WHAT YOU ARE ASKED TO DO:
Copy out the records word for word, from the line containing "find forest" through the end of the records.
+ + + +
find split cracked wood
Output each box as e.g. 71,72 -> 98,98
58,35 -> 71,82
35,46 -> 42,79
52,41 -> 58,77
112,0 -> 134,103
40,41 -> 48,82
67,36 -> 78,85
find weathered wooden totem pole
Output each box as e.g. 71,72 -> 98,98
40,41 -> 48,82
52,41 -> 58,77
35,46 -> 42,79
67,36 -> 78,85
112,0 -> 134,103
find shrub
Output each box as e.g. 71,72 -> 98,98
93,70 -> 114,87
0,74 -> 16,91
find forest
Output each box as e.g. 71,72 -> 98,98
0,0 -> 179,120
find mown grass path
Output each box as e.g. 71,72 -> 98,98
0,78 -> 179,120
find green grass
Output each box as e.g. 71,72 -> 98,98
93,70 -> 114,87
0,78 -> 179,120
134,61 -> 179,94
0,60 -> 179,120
+ + + +
SOLUTION BELOW:
find forest
Output each box as e.g. 71,72 -> 98,98
0,0 -> 179,120
find mown grass path
Output each box as e.g. 71,72 -> 98,98
0,78 -> 179,120
find green grass
Output each box as e.g. 71,72 -> 98,98
93,70 -> 114,87
0,78 -> 179,120
134,61 -> 179,94
0,60 -> 179,120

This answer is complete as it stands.